⟨

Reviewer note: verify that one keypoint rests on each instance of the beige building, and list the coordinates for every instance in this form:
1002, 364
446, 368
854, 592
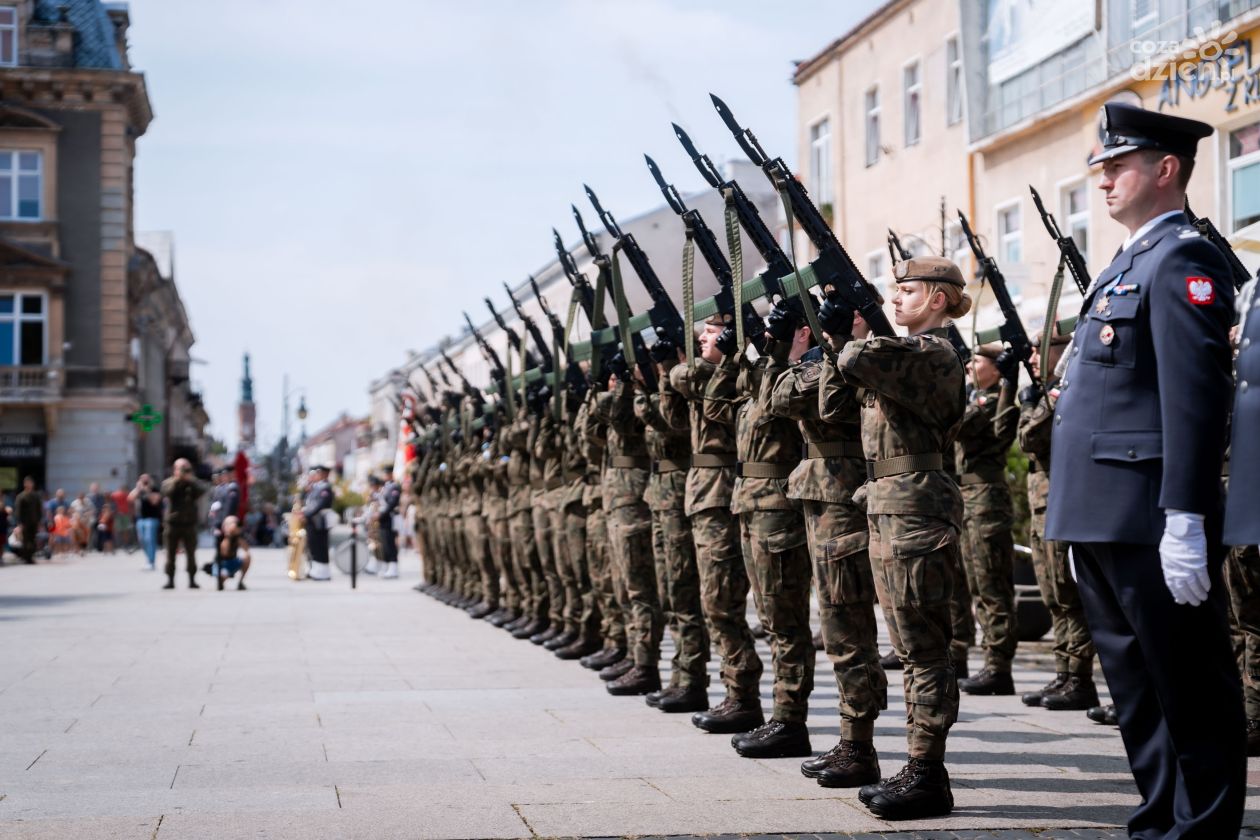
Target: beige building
977, 100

⟩

Reproduce every line of the material above, requests included, but add 11 to each coordinate in the answers. Leave the pictures out.

Full answer:
Reviewer note: verify that one keypoint rests on each instance of the beige building, and list the coordinates for every instance in this form:
1002, 364
446, 368
854, 592
Target: beige building
988, 111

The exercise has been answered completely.